- [Aim of the task] From the first line to the last, copy the data exactly.

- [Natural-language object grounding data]
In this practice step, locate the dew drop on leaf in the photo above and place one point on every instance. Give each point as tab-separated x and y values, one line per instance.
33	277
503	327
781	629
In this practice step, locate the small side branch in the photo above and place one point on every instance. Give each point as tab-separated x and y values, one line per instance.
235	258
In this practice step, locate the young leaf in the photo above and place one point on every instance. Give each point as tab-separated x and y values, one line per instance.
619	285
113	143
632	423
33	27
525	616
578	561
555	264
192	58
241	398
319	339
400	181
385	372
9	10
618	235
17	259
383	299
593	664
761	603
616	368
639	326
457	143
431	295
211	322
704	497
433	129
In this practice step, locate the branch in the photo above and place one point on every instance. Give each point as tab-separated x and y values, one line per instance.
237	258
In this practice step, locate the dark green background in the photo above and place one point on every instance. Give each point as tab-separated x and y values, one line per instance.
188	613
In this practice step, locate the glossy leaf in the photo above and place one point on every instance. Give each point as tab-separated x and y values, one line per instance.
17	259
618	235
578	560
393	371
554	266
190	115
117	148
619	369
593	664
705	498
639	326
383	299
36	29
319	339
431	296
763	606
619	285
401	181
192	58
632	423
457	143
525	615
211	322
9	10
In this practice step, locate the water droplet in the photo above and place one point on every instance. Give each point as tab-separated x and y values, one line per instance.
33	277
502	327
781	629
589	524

- [Written response]
In this practice step, locate the dew drop on leaf in the photo above and place one point on every instance. Give each point as tab-separated x and y values, one line per instance.
33	277
503	327
781	629
In this practice step, locate the small side branch in the photo above and place one point on every instance. Give each point as tab-separated x and y values, one line per instance.
235	258
In this practice step, locate the young leaf in the photo above and place one point on every instance. Give each point as tab-separated x and y values, one line per instance.
619	285
113	143
632	423
33	27
525	616
578	561
555	264
192	58
241	398
319	339
400	181
385	372
9	10
618	235
17	259
383	299
593	664
761	603
616	368
639	326
457	143
431	295
211	322
704	497
433	129
In this practice step, locate the branch in the photo above and place one point on every instance. Give each point as tab-separated x and y values, one line per instance.
237	258
In this practice step, locate the dark green background in the photo above and place one point on every instance. Give each point as tab-separated x and y values, one line per instance.
188	613
In this practice step, locate the glossy leaf in the photo above and place one point on every instance. Give each point as tab-separated x and y values, one line per instance.
17	259
618	235
578	560
393	371
554	266
190	115
117	148
619	369
593	664
705	498
639	326
383	299
36	29
319	339
431	296
763	606
619	285
401	181
192	58
632	423
457	143
525	615
211	322
9	10
In this practice step, locate the water droplet in the photo above and place one point on every instance. Give each point as tab-separated x and y values, one line per instance.
33	277
502	327
781	629
589	524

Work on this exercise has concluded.